## [What the exercise asks]
The reply should contain the full listing exactly as written and no pictures at all.

## [Source material]
"""

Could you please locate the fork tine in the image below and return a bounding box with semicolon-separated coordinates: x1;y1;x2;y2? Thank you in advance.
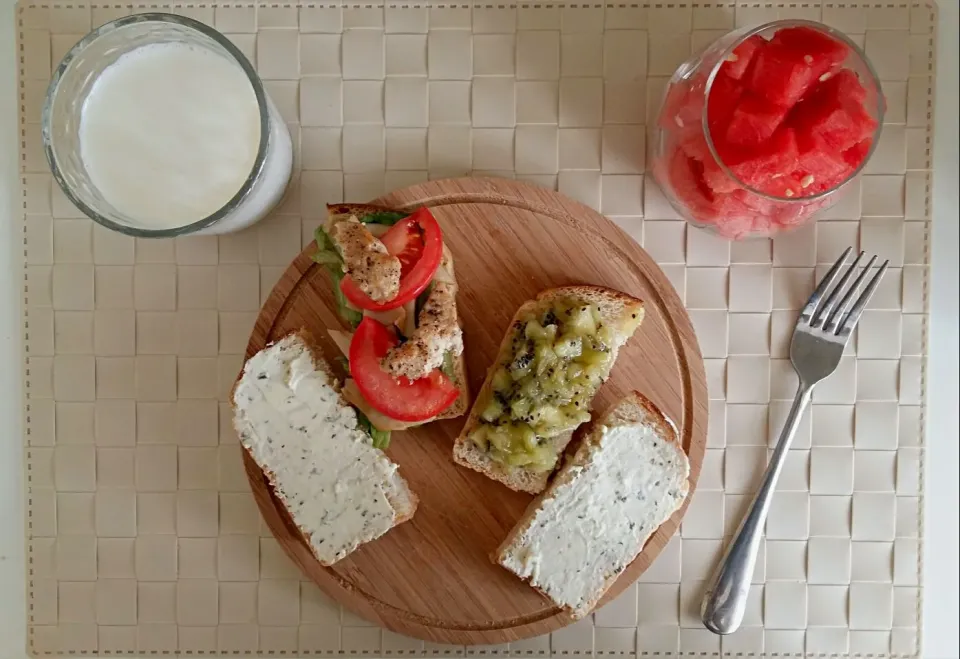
812;250;863;327
825;254;879;331
838;259;890;335
801;246;852;321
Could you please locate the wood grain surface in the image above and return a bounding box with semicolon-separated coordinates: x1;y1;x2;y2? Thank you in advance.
241;178;708;645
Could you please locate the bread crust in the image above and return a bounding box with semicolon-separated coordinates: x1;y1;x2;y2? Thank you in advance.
492;391;689;618
232;328;418;567
453;286;644;493
323;203;470;421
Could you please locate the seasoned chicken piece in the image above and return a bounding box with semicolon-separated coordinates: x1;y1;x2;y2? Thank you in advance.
382;281;463;380
329;217;401;302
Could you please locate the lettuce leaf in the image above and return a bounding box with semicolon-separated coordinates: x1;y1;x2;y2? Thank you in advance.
441;351;456;379
311;226;339;266
359;211;407;226
355;410;391;449
332;274;363;328
311;226;363;328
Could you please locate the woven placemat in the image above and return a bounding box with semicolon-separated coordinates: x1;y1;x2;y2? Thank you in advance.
17;1;936;656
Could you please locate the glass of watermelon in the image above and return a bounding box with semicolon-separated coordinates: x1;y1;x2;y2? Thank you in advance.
652;20;885;240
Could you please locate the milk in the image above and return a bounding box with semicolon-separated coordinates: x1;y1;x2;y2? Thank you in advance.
79;41;292;234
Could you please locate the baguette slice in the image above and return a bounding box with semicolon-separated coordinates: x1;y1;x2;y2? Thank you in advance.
232;329;418;566
494;392;690;619
453;286;644;494
325;203;469;420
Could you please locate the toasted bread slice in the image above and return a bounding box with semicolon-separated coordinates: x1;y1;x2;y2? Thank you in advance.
494;392;690;618
232;329;418;566
324;203;469;420
453;286;644;493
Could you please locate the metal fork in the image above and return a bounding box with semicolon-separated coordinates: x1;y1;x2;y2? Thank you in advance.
701;247;889;635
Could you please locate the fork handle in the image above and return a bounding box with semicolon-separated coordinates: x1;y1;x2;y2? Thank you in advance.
701;383;813;635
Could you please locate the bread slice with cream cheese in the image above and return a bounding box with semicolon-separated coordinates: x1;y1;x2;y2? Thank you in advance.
232;330;418;566
493;392;689;619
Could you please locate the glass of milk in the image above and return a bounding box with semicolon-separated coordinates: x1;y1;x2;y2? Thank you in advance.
42;13;293;236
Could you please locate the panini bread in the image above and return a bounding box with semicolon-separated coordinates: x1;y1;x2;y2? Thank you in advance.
233;330;418;566
454;286;644;493
313;203;469;444
494;392;690;618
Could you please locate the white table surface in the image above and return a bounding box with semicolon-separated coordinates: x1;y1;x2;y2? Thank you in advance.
0;2;955;657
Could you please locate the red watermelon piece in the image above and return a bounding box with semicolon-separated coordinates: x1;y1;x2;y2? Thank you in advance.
770;25;850;69
725;93;791;146
680;132;739;194
748;43;820;107
711;190;759;221
702;164;741;194
773;205;807;227
711;207;761;239
659;74;707;134
732;188;777;216
658;79;693;131
664;148;714;219
842;138;873;168
755;173;805;199
748;27;849;108
706;71;744;137
719;127;799;190
774;199;823;228
679;131;711;162
721;35;767;81
790;69;878;152
817;67;869;102
794;131;852;193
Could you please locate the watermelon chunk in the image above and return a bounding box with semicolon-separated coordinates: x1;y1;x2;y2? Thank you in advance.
732;188;777;216
794;131;852;193
713;216;756;239
770;26;850;69
817;68;869;102
725;93;791;146
711;190;760;221
664;148;714;219
679;132;739;194
721;35;767;81
659;74;707;133
774;199;825;228
755;173;805;199
706;71;744;137
702;163;741;194
718;127;799;190
658;79;693;131
679;131;711;161
748;26;849;109
842;138;873;168
791;70;878;152
748;44;820;107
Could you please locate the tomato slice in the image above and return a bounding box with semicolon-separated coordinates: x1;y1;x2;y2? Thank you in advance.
341;208;444;312
382;216;425;278
349;317;459;422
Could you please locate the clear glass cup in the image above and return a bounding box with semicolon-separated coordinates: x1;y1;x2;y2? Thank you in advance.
651;19;885;240
42;13;293;237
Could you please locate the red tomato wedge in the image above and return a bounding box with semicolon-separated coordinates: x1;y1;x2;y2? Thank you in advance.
340;208;444;312
349;317;459;422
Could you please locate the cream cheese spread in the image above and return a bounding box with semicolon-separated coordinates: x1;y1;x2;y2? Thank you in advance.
500;423;689;616
233;335;400;564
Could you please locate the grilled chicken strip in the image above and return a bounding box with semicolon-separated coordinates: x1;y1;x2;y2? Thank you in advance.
381;281;463;380
328;217;401;302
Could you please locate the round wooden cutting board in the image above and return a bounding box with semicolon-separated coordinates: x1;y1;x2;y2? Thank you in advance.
243;178;707;645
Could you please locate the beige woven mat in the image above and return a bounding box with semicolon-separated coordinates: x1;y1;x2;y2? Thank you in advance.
17;1;936;656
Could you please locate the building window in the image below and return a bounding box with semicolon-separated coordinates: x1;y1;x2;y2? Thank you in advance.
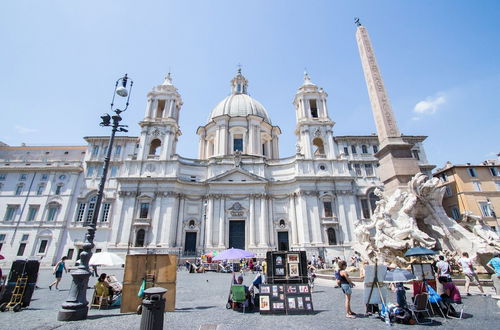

"""

## [The completed task]
Could you please locate the fork tine in the image below and return a bounding box with semicolon-separated coordinates: x1;y1;x2;y2? Thank you in advance.
812;250;863;327
825;254;879;331
838;259;890;335
801;246;852;321
Could you please locate the wood grain surface in the image above and return a bounding box with semicolon-separated coordinates: x1;y1;x2;y2? Thank you in advance.
241;178;708;645
Could you please locate the bread crust in the image above and return a bounding box with semicolon-separated coordinates: x1;y1;x2;y2? Thank you in advance.
492;391;689;618
232;328;418;567
453;286;644;493
323;203;470;421
Could you please locate the seasoned chicken piece in the image above and return a bounding box with semicolon-separated coordinates: x1;y1;x2;y2? Thank you in advance.
382;281;463;380
329;217;401;302
Could you please locate the lettuce leaf in the image above and return a bounding box with semicolon-separated coordinates: x1;y1;x2;y2? Thank you in advance.
441;351;456;379
311;226;339;266
359;211;407;226
355;410;391;449
332;274;363;328
311;226;363;328
Could you please locate the woven placemat in the image above and return a bounding box with semicolon-separated coordinates: x1;y1;x2;y2? Thank you in advance.
17;1;936;656
Could you please locate the glass of watermelon in the image above and return a bounding box with semicolon-separated coordinates: x1;y1;x2;y2? Thank you in advance.
652;20;885;240
Could you please locate the milk in the image above and return a bounding box with semicolon-separated coordinates: x1;y1;x2;y2? Thank you in advance.
79;41;292;234
Could you please locate the baguette slice in the image above and return a bounding box with semicolon-separated coordinates: x1;y1;x2;y2? Thank you in advance.
232;329;418;566
494;392;690;619
453;286;644;494
325;203;469;420
Could you please locate the toasted bread slice in the image above and return a bounding box with semicolon-separated coordinates: x1;y1;x2;y2? Thank you in advance.
494;392;690;618
232;329;418;566
324;203;469;420
453;286;644;493
Could you please locate the metal fork in the image above and return a bounding box with semicolon-separated coordinates: x1;y1;x2;y2? Thank you in advance.
701;247;889;635
Could you please locate the fork handle in the image above and return a bounding box with semicolon-separated coordinates: x1;y1;x2;y2? Thank you in advance.
701;383;813;635
Could you please locate the bread slice with cream cheese in the image above and return a bounding box with semicolon-separated coordinates: x1;y1;x2;y2? Thank you in advance.
232;330;418;566
493;392;689;619
Could you please locate the glass of milk in the image above and return a bounding box with semicolon-separated coordinates: x1;y1;x2;y2? Thank you in advance.
42;13;293;236
Could you please locate the panini bread in the image above and return a bounding box with semicolon-separated coordinates: x1;y1;x2;y2? Thank you in advance.
233;330;418;566
454;286;644;493
313;203;469;444
494;392;690;618
Could you please locate the white table surface in the image above and return a bounding box with semicolon-separated coordinates: x1;y1;x2;y2? Thank you in advance.
0;2;955;657
Could you please locate the red watermelon piece in the image above and return a bounding box with semicolon-separated coordinates: x1;y1;x2;y2? Thank you in advance.
770;25;850;69
725;93;791;146
680;132;739;194
748;43;820;107
711;190;759;221
702;164;741;194
773;205;807;227
711;207;761;239
659;74;707;134
732;188;777;216
658;79;693;131
664;148;714;219
842;138;873;168
755;173;805;199
748;27;849;108
706;71;744;137
719;127;799;190
774;199;823;228
679;131;711;162
721;35;767;81
790;69;878;152
817;67;869;102
794;131;852;193
Could you please locate the watermelon chunk in the image above and return a bounding box with semicolon-separated coordinates: x1;y1;x2;y2? Thank you in advance.
732;188;777;216
794;131;852;193
713;216;756;239
770;26;850;69
817;68;869;102
725;93;791;146
711;190;760;221
664;148;714;219
679;132;739;194
721;35;767;81
659;74;707;133
774;199;825;228
755;173;805;199
706;71;744;137
702;163;741;194
718;127;799;190
658;79;693;131
679;131;711;161
748;26;849;109
842;138;873;168
791;70;878;152
748;44;820;107
Could you please locate the tomato slice in the image above and return a bounding box with semicolon-separated coordinates: x1;y1;x2;y2? Thank you in advance.
341;208;444;312
382;216;425;278
349;317;459;422
Could you please locate the clear glass cup in the image above and return a bounding box with semicolon-separated coordinates: x1;y1;x2;y2? Thank you in advance.
651;19;885;240
42;13;293;237
Could you please locate the red tomato wedge in the image above and return a bounding box with semicolon-separated coordinates: x1;y1;x2;y2? Thank you in advance.
340;208;444;312
349;317;459;422
Could you please locate the cream cheese spread in the image above and return a bounding box with semicolon-separated coordinates: x1;y1;x2;y2? Thank you in advance.
500;423;689;616
233;335;400;564
Could you please locate the grilled chicken strip in the image above and return a bounding box with semicolon-separated coordinates: x1;y1;x2;y2? Thank you in advance.
381;281;463;380
328;217;401;302
Could you please locate the round wooden cutting board in the image above and return a bounding box with semicolon-separated coordinates: x1;y1;x2;y2? Thank you in advance.
243;178;707;645
Could you please locate the beige woven mat in the image above and return a bounding box with semicolon-separated coordinates: x1;y1;x2;y2? Thank you in advance.
17;1;936;656
Could you please locate the building window in the image below and return a bounding box with semicolon-separated coordinates: x1;y1;x2;y2? Thank you in advance.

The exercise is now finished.